Return all lines from the entries below in which the word "desk" is present.

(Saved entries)
--- START ---
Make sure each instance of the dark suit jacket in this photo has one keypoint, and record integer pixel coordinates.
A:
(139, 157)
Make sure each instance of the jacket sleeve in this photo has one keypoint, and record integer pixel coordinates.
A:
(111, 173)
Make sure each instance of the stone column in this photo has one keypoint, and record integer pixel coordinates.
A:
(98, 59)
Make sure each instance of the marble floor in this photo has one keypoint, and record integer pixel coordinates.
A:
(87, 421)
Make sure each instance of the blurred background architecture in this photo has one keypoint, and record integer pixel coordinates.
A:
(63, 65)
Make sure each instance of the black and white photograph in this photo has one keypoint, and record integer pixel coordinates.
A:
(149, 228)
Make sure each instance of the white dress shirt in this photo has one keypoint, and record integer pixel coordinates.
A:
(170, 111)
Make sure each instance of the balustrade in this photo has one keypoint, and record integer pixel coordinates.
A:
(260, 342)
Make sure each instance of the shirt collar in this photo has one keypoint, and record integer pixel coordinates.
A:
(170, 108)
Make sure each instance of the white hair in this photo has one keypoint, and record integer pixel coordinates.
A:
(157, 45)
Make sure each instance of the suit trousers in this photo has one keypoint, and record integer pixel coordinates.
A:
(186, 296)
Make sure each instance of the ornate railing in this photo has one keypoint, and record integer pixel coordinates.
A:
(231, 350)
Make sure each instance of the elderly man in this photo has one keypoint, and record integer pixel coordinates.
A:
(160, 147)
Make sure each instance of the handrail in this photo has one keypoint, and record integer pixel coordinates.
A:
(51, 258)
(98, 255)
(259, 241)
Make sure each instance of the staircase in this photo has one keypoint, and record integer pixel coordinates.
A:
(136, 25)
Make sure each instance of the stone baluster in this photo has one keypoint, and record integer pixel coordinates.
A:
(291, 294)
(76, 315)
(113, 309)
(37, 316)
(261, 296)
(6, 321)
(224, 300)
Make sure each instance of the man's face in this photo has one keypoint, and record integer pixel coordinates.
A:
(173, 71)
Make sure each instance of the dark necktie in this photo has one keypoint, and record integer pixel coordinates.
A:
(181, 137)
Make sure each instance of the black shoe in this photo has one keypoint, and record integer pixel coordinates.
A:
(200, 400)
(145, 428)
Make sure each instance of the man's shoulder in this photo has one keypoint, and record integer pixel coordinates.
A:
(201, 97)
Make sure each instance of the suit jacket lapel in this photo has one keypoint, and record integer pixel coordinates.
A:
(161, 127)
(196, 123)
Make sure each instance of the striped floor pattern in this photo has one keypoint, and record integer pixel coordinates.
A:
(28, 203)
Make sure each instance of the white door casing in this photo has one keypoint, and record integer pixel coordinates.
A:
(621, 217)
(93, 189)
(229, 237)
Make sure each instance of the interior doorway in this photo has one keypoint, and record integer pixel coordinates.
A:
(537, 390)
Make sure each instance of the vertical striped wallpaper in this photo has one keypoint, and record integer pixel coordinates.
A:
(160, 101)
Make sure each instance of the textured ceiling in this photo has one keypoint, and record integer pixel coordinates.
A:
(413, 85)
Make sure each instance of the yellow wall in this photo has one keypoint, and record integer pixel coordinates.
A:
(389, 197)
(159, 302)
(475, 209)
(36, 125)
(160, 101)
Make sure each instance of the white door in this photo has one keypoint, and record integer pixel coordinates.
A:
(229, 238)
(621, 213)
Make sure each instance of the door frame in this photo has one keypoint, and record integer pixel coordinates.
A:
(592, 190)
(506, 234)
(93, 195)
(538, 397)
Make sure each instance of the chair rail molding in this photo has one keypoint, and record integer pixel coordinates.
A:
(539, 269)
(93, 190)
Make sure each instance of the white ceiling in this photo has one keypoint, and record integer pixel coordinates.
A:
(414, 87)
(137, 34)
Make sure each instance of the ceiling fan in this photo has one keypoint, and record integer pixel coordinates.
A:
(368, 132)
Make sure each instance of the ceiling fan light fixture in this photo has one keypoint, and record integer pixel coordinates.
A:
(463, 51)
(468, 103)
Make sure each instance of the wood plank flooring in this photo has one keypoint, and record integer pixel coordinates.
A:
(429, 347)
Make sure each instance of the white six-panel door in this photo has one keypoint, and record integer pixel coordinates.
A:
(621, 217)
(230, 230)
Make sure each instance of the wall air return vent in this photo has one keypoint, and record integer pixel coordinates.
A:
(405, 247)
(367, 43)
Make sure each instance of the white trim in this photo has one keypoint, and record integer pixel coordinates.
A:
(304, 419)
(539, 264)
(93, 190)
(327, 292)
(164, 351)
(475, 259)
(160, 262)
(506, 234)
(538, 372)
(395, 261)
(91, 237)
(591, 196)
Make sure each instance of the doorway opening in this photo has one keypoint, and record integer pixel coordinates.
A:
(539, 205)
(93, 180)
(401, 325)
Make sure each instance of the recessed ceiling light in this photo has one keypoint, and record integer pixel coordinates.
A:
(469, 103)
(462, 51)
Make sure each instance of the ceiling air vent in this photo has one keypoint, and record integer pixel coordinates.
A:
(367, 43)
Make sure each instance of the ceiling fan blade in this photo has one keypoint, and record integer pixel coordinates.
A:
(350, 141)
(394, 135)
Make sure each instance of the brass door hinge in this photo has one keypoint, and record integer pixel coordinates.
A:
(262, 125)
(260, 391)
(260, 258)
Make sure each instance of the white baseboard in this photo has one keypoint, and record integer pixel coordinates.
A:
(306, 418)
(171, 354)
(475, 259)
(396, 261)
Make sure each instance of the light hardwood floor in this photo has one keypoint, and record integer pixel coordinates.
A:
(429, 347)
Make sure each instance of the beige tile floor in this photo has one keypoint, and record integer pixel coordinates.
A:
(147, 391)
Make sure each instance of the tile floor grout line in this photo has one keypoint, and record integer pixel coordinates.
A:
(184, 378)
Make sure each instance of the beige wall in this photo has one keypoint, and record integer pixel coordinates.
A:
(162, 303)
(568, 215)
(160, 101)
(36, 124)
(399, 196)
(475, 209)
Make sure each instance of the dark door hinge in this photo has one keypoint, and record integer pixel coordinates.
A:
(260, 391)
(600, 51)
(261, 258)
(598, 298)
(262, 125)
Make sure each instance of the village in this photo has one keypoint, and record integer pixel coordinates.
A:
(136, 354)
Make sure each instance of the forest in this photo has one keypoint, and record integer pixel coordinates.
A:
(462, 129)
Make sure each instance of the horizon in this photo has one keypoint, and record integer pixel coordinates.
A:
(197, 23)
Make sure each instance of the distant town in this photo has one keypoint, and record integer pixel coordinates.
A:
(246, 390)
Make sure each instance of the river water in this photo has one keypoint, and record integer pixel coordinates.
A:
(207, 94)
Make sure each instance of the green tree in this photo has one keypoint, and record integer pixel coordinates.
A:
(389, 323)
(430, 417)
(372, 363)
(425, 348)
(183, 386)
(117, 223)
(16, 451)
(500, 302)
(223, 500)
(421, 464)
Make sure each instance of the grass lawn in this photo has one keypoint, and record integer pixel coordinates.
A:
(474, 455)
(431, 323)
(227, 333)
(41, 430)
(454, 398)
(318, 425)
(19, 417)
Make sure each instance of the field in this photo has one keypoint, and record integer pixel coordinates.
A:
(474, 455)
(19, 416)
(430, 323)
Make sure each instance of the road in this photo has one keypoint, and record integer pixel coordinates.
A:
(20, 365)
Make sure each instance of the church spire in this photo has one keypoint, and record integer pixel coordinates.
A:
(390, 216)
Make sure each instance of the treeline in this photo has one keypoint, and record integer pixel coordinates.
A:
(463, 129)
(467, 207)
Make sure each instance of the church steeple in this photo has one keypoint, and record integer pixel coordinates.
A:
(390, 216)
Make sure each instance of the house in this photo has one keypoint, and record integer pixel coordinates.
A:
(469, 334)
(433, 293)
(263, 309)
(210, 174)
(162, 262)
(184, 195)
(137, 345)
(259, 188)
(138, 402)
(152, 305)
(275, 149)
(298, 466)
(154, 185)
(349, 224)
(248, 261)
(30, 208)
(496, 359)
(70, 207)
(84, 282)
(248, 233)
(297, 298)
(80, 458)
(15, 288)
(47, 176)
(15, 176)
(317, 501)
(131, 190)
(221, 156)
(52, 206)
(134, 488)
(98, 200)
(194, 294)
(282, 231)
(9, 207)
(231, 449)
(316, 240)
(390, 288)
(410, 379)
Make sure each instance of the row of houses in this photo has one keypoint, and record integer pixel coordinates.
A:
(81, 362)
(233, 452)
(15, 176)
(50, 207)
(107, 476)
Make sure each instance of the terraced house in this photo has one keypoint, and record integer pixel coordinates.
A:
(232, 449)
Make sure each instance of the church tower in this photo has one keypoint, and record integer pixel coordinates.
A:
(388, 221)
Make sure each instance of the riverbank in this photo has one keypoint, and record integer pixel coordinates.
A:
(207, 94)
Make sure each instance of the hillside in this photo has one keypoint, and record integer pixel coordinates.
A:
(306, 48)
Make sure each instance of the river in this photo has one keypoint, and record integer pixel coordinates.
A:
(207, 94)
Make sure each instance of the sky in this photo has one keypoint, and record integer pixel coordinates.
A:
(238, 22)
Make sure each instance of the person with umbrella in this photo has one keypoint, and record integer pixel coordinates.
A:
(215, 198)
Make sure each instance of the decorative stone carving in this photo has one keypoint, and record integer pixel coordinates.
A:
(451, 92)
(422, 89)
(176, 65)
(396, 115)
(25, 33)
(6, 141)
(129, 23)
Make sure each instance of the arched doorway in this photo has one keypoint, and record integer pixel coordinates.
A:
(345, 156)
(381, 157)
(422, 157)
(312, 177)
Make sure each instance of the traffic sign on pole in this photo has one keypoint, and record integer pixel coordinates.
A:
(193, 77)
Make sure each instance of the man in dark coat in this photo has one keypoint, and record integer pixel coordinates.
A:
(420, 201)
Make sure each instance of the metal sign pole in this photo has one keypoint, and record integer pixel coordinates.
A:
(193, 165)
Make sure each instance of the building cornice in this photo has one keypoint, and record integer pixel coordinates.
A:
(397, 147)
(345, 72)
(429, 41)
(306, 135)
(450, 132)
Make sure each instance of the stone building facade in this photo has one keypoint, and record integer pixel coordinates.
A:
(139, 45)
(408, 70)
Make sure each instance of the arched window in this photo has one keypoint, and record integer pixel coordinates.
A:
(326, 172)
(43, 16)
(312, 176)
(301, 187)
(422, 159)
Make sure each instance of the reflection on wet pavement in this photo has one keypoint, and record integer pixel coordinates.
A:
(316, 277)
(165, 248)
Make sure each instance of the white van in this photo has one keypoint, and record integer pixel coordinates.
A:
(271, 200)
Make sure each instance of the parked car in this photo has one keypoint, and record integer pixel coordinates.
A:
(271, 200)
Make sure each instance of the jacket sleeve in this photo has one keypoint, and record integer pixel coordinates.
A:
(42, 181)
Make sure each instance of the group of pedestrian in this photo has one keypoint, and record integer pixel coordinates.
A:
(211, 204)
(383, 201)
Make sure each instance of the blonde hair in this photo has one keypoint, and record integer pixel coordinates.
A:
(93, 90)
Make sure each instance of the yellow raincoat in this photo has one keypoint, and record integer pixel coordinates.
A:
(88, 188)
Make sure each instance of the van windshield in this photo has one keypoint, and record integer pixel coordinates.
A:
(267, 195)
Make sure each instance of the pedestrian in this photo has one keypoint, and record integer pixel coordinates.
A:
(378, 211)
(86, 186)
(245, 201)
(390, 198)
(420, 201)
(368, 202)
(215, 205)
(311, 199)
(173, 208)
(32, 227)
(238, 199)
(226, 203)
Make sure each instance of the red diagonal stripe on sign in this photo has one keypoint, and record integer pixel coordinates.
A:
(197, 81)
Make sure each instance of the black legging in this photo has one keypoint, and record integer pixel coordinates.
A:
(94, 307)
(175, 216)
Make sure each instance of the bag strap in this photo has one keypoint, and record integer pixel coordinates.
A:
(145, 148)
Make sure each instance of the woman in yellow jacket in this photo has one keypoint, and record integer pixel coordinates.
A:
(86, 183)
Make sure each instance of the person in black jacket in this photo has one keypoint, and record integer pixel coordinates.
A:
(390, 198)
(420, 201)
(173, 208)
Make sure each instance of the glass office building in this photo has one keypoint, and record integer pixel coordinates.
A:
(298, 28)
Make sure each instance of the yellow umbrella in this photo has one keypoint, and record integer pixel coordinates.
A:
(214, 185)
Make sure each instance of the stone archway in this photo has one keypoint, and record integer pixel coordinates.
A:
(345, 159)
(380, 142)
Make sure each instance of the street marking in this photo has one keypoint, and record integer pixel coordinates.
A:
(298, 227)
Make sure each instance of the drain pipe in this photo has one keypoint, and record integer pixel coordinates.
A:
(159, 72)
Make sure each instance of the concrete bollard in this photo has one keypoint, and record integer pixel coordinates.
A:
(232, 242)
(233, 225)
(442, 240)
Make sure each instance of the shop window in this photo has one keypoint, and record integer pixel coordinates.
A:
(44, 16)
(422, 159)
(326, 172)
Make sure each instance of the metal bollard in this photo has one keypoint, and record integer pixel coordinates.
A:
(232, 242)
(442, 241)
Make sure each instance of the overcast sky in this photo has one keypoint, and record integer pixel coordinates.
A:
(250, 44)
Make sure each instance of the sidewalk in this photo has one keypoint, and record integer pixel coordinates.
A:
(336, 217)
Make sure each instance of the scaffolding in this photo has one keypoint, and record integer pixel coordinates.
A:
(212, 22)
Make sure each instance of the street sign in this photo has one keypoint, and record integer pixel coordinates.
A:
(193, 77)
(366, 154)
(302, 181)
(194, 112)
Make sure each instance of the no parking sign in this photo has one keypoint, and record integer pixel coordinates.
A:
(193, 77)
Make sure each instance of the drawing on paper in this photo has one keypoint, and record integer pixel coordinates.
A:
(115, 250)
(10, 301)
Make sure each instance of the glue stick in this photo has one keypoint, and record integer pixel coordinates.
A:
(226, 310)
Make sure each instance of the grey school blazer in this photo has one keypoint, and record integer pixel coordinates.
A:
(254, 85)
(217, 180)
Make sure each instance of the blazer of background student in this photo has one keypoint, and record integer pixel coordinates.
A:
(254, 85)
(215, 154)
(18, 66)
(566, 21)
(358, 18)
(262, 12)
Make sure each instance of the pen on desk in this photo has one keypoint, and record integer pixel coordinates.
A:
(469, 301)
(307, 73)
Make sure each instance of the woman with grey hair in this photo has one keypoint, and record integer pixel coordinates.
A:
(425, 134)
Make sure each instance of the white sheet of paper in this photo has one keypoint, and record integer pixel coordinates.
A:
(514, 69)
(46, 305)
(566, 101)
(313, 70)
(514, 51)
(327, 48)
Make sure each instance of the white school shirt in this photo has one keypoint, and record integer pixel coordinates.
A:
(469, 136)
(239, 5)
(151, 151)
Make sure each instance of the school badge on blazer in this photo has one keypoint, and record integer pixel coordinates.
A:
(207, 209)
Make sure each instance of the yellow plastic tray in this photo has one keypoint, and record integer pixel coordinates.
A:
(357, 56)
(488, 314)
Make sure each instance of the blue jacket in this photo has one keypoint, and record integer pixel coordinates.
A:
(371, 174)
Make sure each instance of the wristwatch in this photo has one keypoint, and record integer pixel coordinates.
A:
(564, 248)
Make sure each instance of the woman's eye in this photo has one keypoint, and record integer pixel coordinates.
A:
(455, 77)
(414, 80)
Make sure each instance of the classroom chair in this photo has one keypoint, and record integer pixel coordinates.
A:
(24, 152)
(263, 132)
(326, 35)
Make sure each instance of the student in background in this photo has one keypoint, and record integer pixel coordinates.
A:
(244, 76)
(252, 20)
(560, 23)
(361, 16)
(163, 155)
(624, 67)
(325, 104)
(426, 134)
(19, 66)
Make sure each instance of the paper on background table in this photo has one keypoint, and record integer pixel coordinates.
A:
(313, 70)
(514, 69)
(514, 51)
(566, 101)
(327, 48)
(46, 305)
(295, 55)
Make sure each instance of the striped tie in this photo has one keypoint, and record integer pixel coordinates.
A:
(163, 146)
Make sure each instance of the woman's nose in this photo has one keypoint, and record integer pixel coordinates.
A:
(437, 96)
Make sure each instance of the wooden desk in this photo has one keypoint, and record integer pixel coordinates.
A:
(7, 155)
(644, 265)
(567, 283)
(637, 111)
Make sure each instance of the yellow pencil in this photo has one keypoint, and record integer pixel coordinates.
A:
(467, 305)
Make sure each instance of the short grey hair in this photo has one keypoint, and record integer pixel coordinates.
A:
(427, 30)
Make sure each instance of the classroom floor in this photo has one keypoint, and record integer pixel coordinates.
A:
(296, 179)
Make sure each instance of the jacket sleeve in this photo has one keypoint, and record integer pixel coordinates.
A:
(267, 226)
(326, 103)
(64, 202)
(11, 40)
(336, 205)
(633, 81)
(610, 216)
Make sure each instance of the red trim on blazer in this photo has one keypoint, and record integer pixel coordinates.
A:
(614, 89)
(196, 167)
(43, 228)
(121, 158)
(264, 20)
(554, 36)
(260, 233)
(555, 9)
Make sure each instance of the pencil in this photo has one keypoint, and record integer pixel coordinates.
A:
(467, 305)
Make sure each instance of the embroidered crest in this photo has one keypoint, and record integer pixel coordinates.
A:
--- END ---
## Solution
Make sure each instance of the pen on desk in this photo has one keypoint, and record integer pixel coordinates.
Make sure each instance of the wooden desk in this photo has one keypoint, and record integer pixel coordinates.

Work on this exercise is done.